> **RINGKASAN LATIHAN**:
Tuliskan ulang tanpa perubahan baris-baris materi di bawah, mulai dari baris yang memuat "Target: white plastic chair" sampai baris terakhir materi, kedua ujungnya ikut disalin.

***** DATA YANG DIBERIKAN

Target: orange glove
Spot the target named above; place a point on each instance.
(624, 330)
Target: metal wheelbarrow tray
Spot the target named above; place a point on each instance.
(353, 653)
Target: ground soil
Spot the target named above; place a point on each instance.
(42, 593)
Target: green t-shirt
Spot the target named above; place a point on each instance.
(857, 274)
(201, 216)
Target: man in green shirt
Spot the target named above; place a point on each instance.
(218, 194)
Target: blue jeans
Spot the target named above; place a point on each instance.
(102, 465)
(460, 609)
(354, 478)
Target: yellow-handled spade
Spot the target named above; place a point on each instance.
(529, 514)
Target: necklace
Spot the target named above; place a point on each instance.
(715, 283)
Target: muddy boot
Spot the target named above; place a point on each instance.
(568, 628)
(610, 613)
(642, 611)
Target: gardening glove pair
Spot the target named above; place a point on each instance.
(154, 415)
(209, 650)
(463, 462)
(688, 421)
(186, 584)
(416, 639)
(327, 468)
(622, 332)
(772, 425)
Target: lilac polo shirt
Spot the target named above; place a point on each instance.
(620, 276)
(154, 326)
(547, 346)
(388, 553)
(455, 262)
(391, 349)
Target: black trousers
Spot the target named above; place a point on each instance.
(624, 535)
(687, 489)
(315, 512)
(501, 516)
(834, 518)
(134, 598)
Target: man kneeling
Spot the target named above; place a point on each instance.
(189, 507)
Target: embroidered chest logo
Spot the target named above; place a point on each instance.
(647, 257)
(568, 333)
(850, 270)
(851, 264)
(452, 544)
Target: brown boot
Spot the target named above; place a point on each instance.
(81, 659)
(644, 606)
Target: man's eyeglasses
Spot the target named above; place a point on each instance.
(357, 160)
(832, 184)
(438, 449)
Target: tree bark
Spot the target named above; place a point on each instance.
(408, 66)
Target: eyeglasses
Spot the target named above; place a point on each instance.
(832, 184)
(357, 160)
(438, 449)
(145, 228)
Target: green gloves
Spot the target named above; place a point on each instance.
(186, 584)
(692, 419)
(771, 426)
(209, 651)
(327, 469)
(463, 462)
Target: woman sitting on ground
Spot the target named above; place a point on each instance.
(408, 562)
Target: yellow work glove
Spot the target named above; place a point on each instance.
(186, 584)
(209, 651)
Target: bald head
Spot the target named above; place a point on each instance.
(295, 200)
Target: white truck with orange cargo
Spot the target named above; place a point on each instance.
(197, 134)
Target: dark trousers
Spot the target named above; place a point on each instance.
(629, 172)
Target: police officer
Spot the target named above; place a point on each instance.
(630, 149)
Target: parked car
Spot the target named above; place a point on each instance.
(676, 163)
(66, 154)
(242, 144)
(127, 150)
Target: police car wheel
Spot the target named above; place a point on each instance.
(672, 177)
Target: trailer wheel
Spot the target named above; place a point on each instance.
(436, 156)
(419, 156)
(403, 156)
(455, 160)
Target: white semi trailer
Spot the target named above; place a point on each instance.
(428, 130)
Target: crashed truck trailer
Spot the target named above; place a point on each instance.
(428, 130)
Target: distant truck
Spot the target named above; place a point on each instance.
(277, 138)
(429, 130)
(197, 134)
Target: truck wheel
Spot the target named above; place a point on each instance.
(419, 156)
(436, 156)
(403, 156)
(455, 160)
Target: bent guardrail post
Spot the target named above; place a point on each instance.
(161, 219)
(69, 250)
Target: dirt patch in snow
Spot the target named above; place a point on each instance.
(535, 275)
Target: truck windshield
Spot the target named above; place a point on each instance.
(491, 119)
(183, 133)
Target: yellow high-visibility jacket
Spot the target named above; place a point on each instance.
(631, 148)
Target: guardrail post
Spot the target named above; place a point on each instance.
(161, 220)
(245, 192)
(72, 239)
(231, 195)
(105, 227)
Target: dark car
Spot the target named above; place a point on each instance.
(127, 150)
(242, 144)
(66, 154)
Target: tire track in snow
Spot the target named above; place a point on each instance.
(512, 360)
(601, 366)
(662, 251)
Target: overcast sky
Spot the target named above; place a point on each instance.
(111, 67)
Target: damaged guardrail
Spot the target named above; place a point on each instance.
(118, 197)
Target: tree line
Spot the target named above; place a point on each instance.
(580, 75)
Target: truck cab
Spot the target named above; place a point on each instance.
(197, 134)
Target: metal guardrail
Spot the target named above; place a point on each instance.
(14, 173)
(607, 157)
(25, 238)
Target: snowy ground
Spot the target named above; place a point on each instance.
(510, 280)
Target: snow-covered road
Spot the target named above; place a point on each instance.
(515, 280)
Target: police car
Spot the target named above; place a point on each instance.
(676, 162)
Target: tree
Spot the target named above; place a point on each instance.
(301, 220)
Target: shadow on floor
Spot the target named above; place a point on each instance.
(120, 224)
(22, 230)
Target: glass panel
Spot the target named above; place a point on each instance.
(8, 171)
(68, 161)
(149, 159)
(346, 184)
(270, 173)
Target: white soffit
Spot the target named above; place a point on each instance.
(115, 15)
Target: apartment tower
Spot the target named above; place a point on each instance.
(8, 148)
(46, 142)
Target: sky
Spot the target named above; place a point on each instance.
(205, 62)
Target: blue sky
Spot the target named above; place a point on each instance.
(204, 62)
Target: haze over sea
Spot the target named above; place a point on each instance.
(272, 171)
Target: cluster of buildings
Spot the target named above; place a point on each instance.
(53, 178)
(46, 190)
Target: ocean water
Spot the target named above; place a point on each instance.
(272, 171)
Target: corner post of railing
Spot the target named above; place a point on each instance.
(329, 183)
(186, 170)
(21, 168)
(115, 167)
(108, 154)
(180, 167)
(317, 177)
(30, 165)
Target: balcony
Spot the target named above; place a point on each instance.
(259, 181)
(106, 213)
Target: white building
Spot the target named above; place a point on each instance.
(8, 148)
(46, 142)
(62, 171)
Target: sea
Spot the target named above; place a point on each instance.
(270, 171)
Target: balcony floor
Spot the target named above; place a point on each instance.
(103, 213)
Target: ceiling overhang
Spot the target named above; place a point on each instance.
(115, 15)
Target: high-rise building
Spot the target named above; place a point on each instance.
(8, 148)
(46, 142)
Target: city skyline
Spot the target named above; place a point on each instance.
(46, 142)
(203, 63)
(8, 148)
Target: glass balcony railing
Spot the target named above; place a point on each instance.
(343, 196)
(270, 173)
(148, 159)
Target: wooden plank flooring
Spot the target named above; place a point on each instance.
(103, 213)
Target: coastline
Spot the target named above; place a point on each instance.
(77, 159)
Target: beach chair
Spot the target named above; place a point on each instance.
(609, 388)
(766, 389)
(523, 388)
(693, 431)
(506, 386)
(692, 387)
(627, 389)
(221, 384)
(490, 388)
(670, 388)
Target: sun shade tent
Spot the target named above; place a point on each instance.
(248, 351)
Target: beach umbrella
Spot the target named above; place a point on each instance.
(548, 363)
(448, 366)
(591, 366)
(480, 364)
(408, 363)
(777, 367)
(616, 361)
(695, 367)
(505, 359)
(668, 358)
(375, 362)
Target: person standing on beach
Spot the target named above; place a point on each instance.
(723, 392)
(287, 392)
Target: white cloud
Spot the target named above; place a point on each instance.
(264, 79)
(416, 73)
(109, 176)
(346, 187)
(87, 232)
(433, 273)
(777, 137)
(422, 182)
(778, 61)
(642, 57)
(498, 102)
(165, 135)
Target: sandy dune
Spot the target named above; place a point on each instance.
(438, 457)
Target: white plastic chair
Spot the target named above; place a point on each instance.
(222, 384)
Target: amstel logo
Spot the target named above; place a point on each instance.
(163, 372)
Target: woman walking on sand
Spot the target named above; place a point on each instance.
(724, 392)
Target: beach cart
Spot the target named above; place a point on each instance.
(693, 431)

**********

> **KELUARAN LENGKAP**:
Target: white plastic chair
Spot the target named above; place a point on each instance.
(222, 384)
Target: amstel logo
Spot the target named above; place a point on each instance.
(163, 372)
Target: woman walking on sand
Spot the target named above; place a point on each instance.
(724, 392)
Target: beach cart
Spot the target named above; place a point on each instance.
(693, 431)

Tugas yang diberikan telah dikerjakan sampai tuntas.